━━━━━ The records
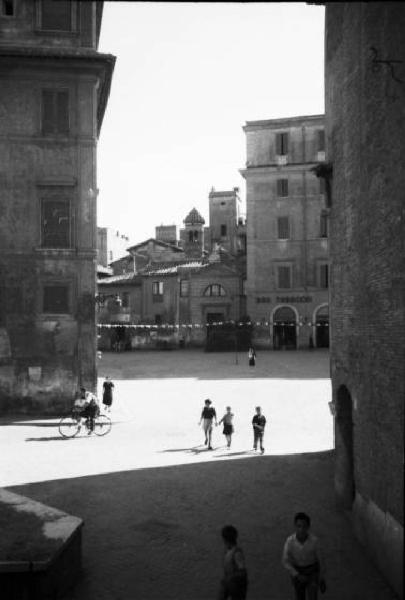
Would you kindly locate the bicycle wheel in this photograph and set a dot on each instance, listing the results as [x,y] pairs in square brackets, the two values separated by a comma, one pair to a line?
[102,425]
[69,427]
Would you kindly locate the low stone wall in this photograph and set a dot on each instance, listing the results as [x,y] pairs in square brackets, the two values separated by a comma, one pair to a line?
[40,549]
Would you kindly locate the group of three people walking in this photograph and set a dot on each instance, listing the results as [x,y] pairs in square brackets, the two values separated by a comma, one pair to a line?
[208,415]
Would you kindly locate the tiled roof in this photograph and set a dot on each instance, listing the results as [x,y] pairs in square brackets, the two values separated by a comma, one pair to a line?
[194,217]
[168,268]
[159,242]
[117,279]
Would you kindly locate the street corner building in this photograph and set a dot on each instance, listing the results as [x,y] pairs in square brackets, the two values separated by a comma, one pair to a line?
[287,232]
[365,149]
[54,87]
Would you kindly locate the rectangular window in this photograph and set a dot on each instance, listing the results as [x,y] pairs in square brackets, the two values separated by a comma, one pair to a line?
[55,112]
[184,288]
[56,16]
[55,224]
[321,185]
[157,288]
[282,187]
[283,228]
[282,144]
[324,276]
[284,277]
[11,300]
[7,8]
[321,140]
[324,225]
[125,299]
[56,299]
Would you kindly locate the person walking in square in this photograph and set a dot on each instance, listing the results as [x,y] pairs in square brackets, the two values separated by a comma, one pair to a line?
[259,423]
[252,357]
[235,581]
[303,560]
[108,387]
[227,420]
[207,416]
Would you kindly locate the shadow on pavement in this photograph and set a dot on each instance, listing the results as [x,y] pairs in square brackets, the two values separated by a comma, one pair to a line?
[154,533]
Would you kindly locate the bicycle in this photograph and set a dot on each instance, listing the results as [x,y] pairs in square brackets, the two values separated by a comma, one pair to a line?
[71,425]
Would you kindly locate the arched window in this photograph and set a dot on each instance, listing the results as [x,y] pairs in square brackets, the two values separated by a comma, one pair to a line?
[215,289]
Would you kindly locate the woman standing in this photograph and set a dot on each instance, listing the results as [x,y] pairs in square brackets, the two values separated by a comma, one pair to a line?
[252,357]
[107,393]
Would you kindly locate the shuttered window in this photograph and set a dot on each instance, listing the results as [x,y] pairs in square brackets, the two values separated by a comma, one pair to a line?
[56,299]
[324,225]
[321,140]
[7,8]
[283,228]
[282,143]
[55,112]
[324,276]
[56,15]
[55,223]
[282,187]
[284,277]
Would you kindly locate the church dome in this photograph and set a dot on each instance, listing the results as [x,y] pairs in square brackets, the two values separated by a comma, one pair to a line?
[194,218]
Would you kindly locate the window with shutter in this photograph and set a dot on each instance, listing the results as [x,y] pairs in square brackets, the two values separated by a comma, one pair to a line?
[324,276]
[283,228]
[56,16]
[324,225]
[56,299]
[282,187]
[7,8]
[55,223]
[55,112]
[184,288]
[284,277]
[282,143]
[321,140]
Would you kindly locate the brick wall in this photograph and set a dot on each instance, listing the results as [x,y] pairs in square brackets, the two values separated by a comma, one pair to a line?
[365,110]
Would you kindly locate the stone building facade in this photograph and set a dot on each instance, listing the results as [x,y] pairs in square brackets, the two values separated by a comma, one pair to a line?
[111,245]
[54,87]
[287,233]
[365,126]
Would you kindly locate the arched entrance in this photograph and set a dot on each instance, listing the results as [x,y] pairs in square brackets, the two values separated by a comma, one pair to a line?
[344,472]
[321,321]
[284,328]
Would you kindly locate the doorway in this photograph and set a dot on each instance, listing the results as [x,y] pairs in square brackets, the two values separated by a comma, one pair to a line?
[344,473]
[284,329]
[322,327]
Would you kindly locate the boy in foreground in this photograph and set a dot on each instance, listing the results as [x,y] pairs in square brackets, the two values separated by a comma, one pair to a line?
[302,559]
[234,583]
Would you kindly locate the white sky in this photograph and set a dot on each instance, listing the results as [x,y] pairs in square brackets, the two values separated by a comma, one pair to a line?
[187,77]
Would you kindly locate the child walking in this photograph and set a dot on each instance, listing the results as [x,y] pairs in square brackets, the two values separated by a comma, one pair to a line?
[228,426]
[234,583]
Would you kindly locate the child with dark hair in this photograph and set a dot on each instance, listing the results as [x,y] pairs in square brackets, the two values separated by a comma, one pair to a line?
[303,560]
[234,583]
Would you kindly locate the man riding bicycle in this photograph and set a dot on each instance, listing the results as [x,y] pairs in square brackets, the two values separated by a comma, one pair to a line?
━━━━━━━━━━
Copy all the lines of data exactly as they appear, dropping any images.

Would you kindly locate the bicycle wheel in this photograph and set a dot on each instance, listing the results as [x,y] pairs in square brackets, the two values separated by a comma, one pair to a line?
[102,425]
[69,427]
Would you kindly locate the low stone wall in this photograph and set a dot on each instance, listing the results as [x,y] pairs in square brackets, the two values separated by a comma, one pair to a line?
[40,549]
Would you kindly locate the group of three people walking in this photograph and set a dot on each instance, listing the results as [x,y] pairs in square brackets, the two values separated by a comma, one pair to a line?
[208,415]
Would you kindly locate the tiled roof in this photograph and set a dot on each instance, listing the results as [x,y] pairs in square brackets, the two values separated by a comma, one pair to a line?
[194,217]
[168,268]
[159,242]
[117,279]
Would you kindly locate the street corner building in this photograph and set a dot on each instance, listing the results as [x,y] pairs in square brackets, the two values separated by a comma, one pair to a line?
[287,232]
[365,149]
[54,87]
Would you kindly locate the rectangular window in this photograph and set a dot on each instance, listing the results as [x,y] pairs in square brackets, the two values separated by a comma, one pair to a line?
[55,112]
[184,288]
[56,16]
[55,224]
[321,185]
[157,288]
[282,187]
[283,228]
[282,144]
[324,276]
[284,277]
[11,300]
[7,8]
[321,140]
[324,225]
[125,299]
[56,299]
Would you kindly locate the person walking in square in this photograph and set a dot on each instance, listing the results as [x,y] pairs in square brackets, the two values separated by a comma, one pair to a line?
[259,423]
[252,357]
[235,581]
[303,560]
[108,387]
[227,420]
[207,416]
Would you kindly locate the shadow on pavement in this photograph and set a dot on each instance, listing the results as [x,y] pairs in square brackets, the two values separated by a comma, one pair to a line?
[154,533]
Would you kindly locate the bicycle in this photograph and set a dot on each instance, listing the results as [x,y] pairs in square brackets, the two values separated by a comma, one pair to a line?
[71,425]
Would you kindly locate the arched window in this photograph and set a dot on each instance, listing the results as [x,y] pairs in square brackets, the two values separated by a comma, one pair to a line?
[215,289]
Would you kindly locate the woman standing in this photograph and set a dot on each instance, listing the results as [x,y] pairs in square brackets, the two values separated by a comma, one pair to a line?
[252,357]
[107,393]
Would you kindly locate the shuttered window in this photograph and set a dot on each instance, listing the results as [x,y] pairs in square brackets, the two values separated by a comma, one pair to a line?
[56,299]
[324,225]
[321,140]
[7,8]
[283,228]
[282,143]
[55,112]
[324,276]
[56,15]
[55,223]
[282,187]
[284,277]
Would you kindly locate the church dome in this photograph and set a dot on each instance, listing the results as [x,y] pairs in square brackets, the two values separated by a comma, one pair to a line?
[194,218]
Would you kindly locate the window with shutter in this photograph and set a dot on each instance, listing the results as [x,y] pairs in square brackets, the two values separated by a comma, one pair to a line?
[324,276]
[283,228]
[56,16]
[324,225]
[56,299]
[282,187]
[7,8]
[55,223]
[55,112]
[184,288]
[284,277]
[282,143]
[321,140]
Would you kindly locate the brick wall in this photograph and set a dot on each instance, listing the results as [x,y] pairs in square brackets, the two values separated by a comma, one pair to a line?
[365,110]
Would you kindly locate the stone building facade in this photograph and set a dot on each instance, listing the results as [x,y] pairs in square brackets, the two values separated by a comma, one pair to a line?
[111,245]
[54,87]
[287,233]
[365,126]
Would you kindly locate the arched entrance in this photograph and set a dot on each instance, listing the results as [x,y] pairs in square brackets, the two values separated by a comma, one pair to a line?
[344,472]
[321,321]
[284,328]
Would you kindly locate the doorway in this photograph and set a dot on each instance, listing the results as [x,y] pairs in square brackets, the two values separated by a comma, one pair to a line?
[344,473]
[284,329]
[322,327]
Would you kindly locate the boy in foreground in this photograph and set a dot on each instance, listing the results as [x,y] pairs in square brackets, the two values separated by a comma, one pair to a line?
[302,559]
[234,583]
Would you kindly locate the white sky in this photograph and set a dot on each instance, listing the results as [x,y] pairs in square brackets, the two values separated by a comma, one pair to a line?
[187,77]
Would you kindly locate the child walking in this photograph and set a dot on each instance, listing the results as [x,y] pairs in square brackets, the two values separated by a comma, one pair to a line?
[228,426]
[234,583]
Would you kindly locate the child with dark hair in this photograph and set a dot on each instance, listing the results as [x,y] pairs in square brackets, the two values separated by a comma, one pair to a line?
[303,560]
[234,583]
Would you kindly locate the man riding bicycle in this photograph and set a dot on each instance, listing the results as [x,y] pairs in square brackets, the two values separated by a comma, one pair to a line?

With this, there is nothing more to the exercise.